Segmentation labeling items
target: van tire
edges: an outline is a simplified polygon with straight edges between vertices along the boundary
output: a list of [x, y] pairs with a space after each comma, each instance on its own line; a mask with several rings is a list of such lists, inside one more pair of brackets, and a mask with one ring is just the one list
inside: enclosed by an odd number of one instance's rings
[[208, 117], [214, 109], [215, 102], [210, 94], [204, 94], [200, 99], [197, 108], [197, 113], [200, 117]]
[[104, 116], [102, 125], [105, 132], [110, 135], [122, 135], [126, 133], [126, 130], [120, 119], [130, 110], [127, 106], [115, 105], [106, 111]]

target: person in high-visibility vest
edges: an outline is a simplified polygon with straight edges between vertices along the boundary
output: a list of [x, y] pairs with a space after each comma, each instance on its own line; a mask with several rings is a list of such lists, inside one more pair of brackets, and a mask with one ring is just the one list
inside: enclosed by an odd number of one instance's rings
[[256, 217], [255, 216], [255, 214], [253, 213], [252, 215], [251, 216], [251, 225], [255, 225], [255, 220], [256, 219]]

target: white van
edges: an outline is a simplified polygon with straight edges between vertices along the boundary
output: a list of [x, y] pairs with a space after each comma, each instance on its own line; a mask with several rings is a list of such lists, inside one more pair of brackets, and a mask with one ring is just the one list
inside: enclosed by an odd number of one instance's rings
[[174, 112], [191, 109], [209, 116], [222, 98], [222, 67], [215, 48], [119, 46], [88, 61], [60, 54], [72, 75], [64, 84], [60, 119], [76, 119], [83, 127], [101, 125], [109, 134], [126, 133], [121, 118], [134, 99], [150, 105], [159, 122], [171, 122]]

Task requirements:
Copy out each record, keeping every word as it is.

Response below:
target: van tire
edges: an outline is a simplified polygon with straight edges between vertices along the boundary
output: a list of [x, y] pairs with a space after each comma, each instance on its own line; a mask with several rings is a list of such lists, inside one more pair of brackets, and a mask with one ring is just the one list
inside: enclosed by an odd number of one instance's rings
[[208, 117], [214, 109], [215, 102], [210, 94], [204, 94], [200, 99], [197, 108], [197, 113], [200, 117]]
[[104, 116], [102, 125], [105, 132], [110, 135], [122, 135], [126, 133], [126, 130], [120, 119], [130, 110], [127, 106], [115, 105], [106, 111]]

target: person in high-visibility vest
edges: an outline is a simplified polygon with straight edges between vertices along the boundary
output: a list of [x, y] pairs with a space after each comma, each instance on its own line; a mask with several rings is a list of such lists, inside one more pair of brackets, and a mask with one ring is just the one list
inside: enclosed by an odd number of one instance's rings
[[256, 217], [255, 216], [255, 214], [253, 213], [252, 215], [251, 216], [251, 225], [255, 225], [255, 220], [256, 219]]

target: white van
edges: an outline is a simplified polygon with straight edges between vertices along the boundary
output: a list of [x, y] pairs with a space after each comma, each instance on its own line; a mask with several rings is a list of such lists, inside one more pair of brackets, and a mask with one ring is just the one list
inside: enclosed by an odd number of one instance's rings
[[174, 112], [191, 109], [209, 116], [222, 98], [222, 67], [215, 48], [119, 46], [88, 61], [60, 54], [72, 75], [64, 84], [60, 119], [76, 119], [83, 127], [101, 125], [109, 134], [126, 133], [121, 118], [134, 99], [150, 105], [159, 122], [171, 122]]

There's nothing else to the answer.